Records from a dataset
━━━

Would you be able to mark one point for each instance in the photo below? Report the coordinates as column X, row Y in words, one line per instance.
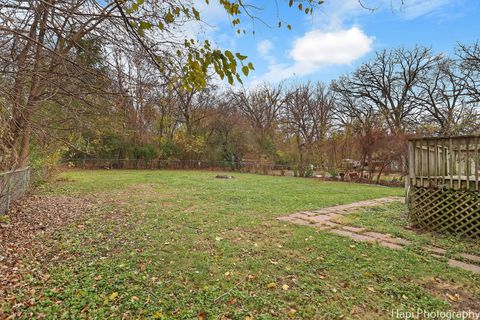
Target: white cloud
column 318, row 49
column 264, row 47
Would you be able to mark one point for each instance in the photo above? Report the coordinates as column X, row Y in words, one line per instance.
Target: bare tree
column 444, row 98
column 388, row 83
column 470, row 65
column 307, row 117
column 261, row 106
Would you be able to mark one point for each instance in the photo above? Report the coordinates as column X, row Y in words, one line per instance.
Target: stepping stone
column 287, row 218
column 464, row 266
column 354, row 229
column 435, row 250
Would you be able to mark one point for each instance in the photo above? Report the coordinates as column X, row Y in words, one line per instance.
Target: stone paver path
column 325, row 219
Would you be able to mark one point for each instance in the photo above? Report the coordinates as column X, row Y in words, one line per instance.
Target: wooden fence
column 443, row 184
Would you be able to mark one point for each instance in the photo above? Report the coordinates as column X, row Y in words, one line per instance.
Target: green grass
column 183, row 245
column 392, row 219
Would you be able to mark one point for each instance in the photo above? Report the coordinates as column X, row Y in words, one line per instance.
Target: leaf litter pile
column 30, row 220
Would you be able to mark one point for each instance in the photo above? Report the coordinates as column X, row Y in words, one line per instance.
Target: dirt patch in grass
column 454, row 293
column 29, row 220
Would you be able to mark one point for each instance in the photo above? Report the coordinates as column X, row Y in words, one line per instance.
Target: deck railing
column 450, row 162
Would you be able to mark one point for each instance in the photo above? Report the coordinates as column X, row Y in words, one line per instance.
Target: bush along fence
column 13, row 185
column 244, row 166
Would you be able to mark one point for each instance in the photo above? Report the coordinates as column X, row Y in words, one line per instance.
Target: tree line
column 98, row 81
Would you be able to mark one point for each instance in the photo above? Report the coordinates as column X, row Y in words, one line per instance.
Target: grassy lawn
column 183, row 245
column 392, row 219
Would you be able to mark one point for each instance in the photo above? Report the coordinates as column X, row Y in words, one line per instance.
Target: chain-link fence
column 13, row 185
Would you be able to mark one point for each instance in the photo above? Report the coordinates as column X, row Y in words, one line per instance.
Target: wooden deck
column 443, row 185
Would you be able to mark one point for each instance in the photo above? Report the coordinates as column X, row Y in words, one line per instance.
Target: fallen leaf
column 271, row 285
column 453, row 298
column 113, row 296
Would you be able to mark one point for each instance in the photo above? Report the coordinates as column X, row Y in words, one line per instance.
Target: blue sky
column 341, row 34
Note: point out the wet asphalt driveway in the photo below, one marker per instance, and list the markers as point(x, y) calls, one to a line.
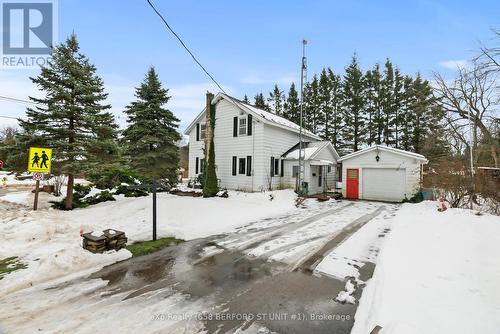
point(248, 290)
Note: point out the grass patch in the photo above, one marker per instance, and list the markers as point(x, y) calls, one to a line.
point(9, 265)
point(148, 247)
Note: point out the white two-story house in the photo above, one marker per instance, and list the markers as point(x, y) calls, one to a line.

━━━

Every entry above should be duplicated exactly. Do not include the images.

Would you be able to mark one point for each instance in the photo below? Report the coordinates as column X, row Y in words, one line per instance.
Target: white cloud
column 318, row 49
column 264, row 47
Would you be able to mark one point for each instance in the photo above? Report the coordinates as column X, row Y in words, one line per instance.
Target: bare tree
column 444, row 98
column 388, row 83
column 470, row 65
column 307, row 117
column 261, row 106
Would you be able to mark one point for each instance in the photo above? Report the coordinates as column X, row Y in words, one line per instance.
Target: stepping stone
column 287, row 218
column 464, row 266
column 354, row 229
column 435, row 250
Would you be able to mark one point for each instance in the photo above? Report the coordinates as column X, row Y in words, one line per instance.
Target: stone paver path
column 325, row 219
Would you be able to mark one point for each instance in the photo above? Report the coordinates as column X, row Y in words, one line per instance.
Target: wooden fence
column 443, row 184
Would you be able to mark one point for each instance in the photo above? Report the coordinates as column X, row Y in words, one line per instance.
Target: green grass
column 183, row 245
column 392, row 219
Would you be able to mark one point for each instance in the photo above? Report the coordinates as column X, row Y in words, one line per instance.
Target: leaf litter pile
column 30, row 220
Would you be able to mark one point for each instance in the photo above? Report the coordinates as column X, row Y in words, one line per instance.
Target: dirt patch in grass
column 454, row 293
column 29, row 220
Would you be able to mark one point for each instance in the photo above? Report the coordinates as column X, row Y in words, one line per instance.
Target: deck railing
column 450, row 162
Would you be able to mark one point for each instance in the photo above? Report the coordinates as column X, row Y in words, one line per instance.
Target: bush along fence
column 13, row 185
column 244, row 166
Would you be able to mark one point for each instance in the photo above? Report the coordinates as column X, row Y in words, one line per instance.
Target: tree line
column 98, row 81
Would you be able to mark one point for each instance in the photo above? Report the coordinates as column X, row Y in words, one line per instance.
Target: grassy lawn
column 183, row 245
column 392, row 219
Would you be able to mark one point for each instance in the photo above? Report the coordinates as column X, row Y in words, one line per instance.
Target: chain-link fence
column 13, row 185
Would you be able to mark one point for each instance in the photo above? Report the coordinates as column X, row Y in words, one line per instance.
Target: wooden deck
column 443, row 185
Would you be able to mark one point for each instance in the photo above? Report the coordinates as column X, row Y in words, one line per instance.
Target: fallen leaf
column 271, row 285
column 453, row 298
column 113, row 296
Would you be able to mark one point for each instance in the photo above? Report the coordinates as column X, row Y in words, one line per instance.
Target: blue sky
column 341, row 34
Note: point out the wet asphalt driveway in the photo below, one marker per instance, and list the markers as point(x, y) calls, one to a line.
point(248, 290)
Note: point out the grass patch in the photo above, one marker per instance, and list the markers as point(x, y) calls, one to a line.
point(9, 265)
point(148, 247)
Note: point out the white two-story house in the photo above, one marker per instance, and list the markers as point(x, y) calls, one to a line.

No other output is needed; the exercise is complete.